Top of Data in this exercise

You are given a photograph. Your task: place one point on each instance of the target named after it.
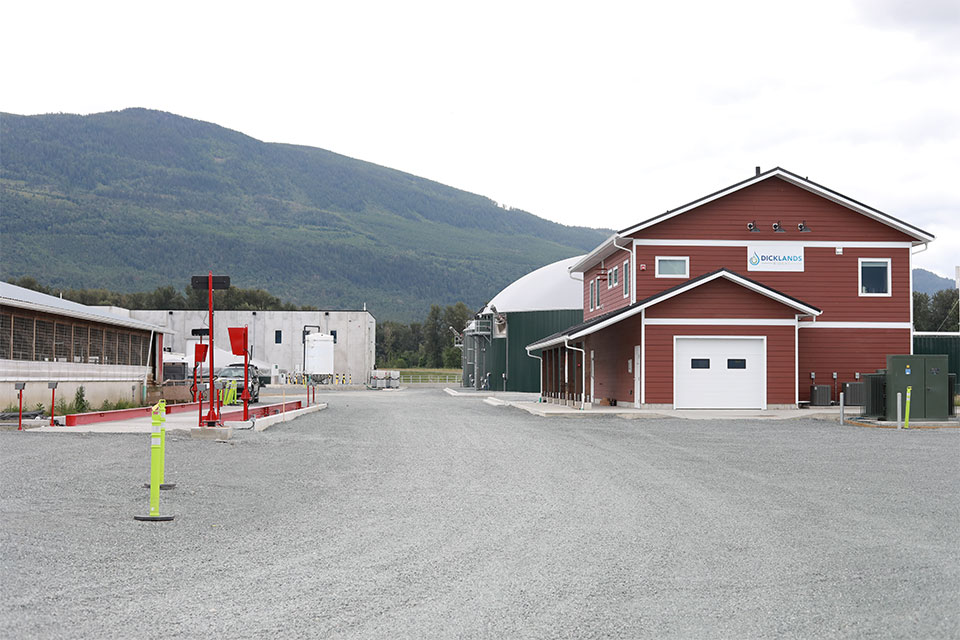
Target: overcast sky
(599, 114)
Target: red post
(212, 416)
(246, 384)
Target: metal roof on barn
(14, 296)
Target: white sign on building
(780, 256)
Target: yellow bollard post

Bottom of Data in this exercise

▶ _Goal of the exercise_:
Word for word, print all of the data; skip the pictures.

▶ _Written answer_:
You are given a photograph. Your task: place one point on each instance of the target named after it.
Target: overcast sky
(599, 114)
Target: red post
(212, 416)
(246, 384)
Target: metal roof on barn
(14, 296)
Target: white sign on building
(780, 256)
Target: yellow bollard post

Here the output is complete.